REQUIRED ACTIONS =>
A. In the figure legends on Lrig1 and TrkB signaling below, check three statements against the text. For each, answer yes or no and quote the words that decide it: (i) In Figure EV5, PC12 cells were fixed 72 h after BDNF stimulation. (ii) The panel B results in Figure 7 come from n = 3 independent experiments. (iii) Reprobing with anti‐βIII‐tubulin is used as a loading control.
B. Translate this sentence from the figure legends on Lrig1 and TrkB signaling below into Spanish: "Reprobing of the same blot with anti‐βIII‐tubulin is shown as a loading control."
C. Write the next part of the figure legends on Lrig1 and TrkB signaling below, continuing after the final sentence shown.

PROVIDED TEXT =>
= Beginning of Section =
Figure EV5. Ectopic expression of Lrig1 in PC12 cells expressing HA‐TrkB reduces neurite outgrowth induced by BDNF

1. Representative images of PC12 cells expressing GFP and HA‐TrkB in the presence or in the absence of Flag‐Lrig1. Cells were fixed 72 h after stimulation with BDNF. Arrows indicate neurite tips. Scale bar, 50 μm.

2. Quantification of total neurite outgrowth expressed in μm. The results are shown as mean ± SEM of n = 3 independent experiments. *P < 0.05 and **P < 0.01 by ANOVA followed by Bonferroni test.

Figure 7. Lrig1 downregulation enhances TrkB signaling and dendrite development of primary hippocampal neurons in responses to BDNF

1. A

   Immunoblot showing TrkB activation in hippocampal neurons cultured from Lrig1 heterozygous (+/−) and Lrig1 knockout (−/−) mice littermates treated in the absence or in the presence of BDNF (30 ng/ml) for 30 min. Reprobing of the same blot with anti‐βIII‐tubulin is shown as a loading control.

2. B

   Fold of TrkB activation relative to unstimulated control group (phospho‐TrkB at Tyr705) in hippocampal neurons cultured from Lrig1 (+/+; +/−) and Lrig1 (−/−) mice treated in the absence or in the presence of BDNF (30 ng/ml) for 30 min. Results are presented as mean ± SEM of n = 4 independent experiments (*P < 0.05 by Student's t‐test).

3. C

   Immunoblot showing MAPK activation in hippocampal neurons cultured from Lrig1 wild‐type (+/+) and Lrig1‐deficient (−/−) mice littermates treated in the absence or in the presence of BDNF (30 ng/ml) for the indicated times. Reprobing of the same blot with anti‐βIII‐tubulin is shown as a loading control. Fold of MAPK activation relative to tubulin is indicated.
= End of Section =
EXERCISE DATA =>
= Beginning of Section =
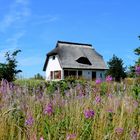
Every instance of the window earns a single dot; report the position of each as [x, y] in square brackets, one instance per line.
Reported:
[93, 75]
[83, 60]
[70, 73]
[79, 73]
[57, 74]
[54, 57]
= End of Section =
ANSWERS FOR THE EXERCISE =>
A.
(i) Yes: "Cells were fixed 72 h after stimulation with BDNF."
(ii) No: "Results are presented as mean ± SEM of n = 4 independent experiments"
(iii) Yes: "Reprobing of the same blot with anti‐βIII‐tubulin is shown as a loading control."

B. La reincubación de la misma membrana con anti‐βIII‐tubulina se muestra como control de carga.

C.
4. D

   Fold of MAPK activation (P‐MAPK) relative to untreated control group in hippocampal neurons cultured from Lrig1 (+/+; +/−) and Lrig1 (−/−) mice treated in the absence or in the presence of BDNF (30 ng/ml) for 30 min. Results are presented as mean ± SEM of n = 4 independent experiments (*P < 0.05 by Student's t‐test).

5. E

   Representative images of mouse hippocampal neurons transfected at 4 DIV with either GFP‐expressing control vector or Lrig1‐shRNA‐GFP plasmid. After transfection, neurons were cultured in the absence or in the presence of BDNF (25 ng/ml) for 48 h (7 DIV). Arrows indicate branching points along the principal dendrite. Scale bar, 10 μm.

6. F–I

   Quantification of primary dendrites (F), secondary dendrites (G), total branching (H), and branching of the principal dendrite (I) of hippocampal neurons treated as indicated in (E). The results are shown as individual values and the means of a representative assay. A total of 30 neurons were analyzed per experimental condition. Similar results were obtained in n = 3 independent experiments.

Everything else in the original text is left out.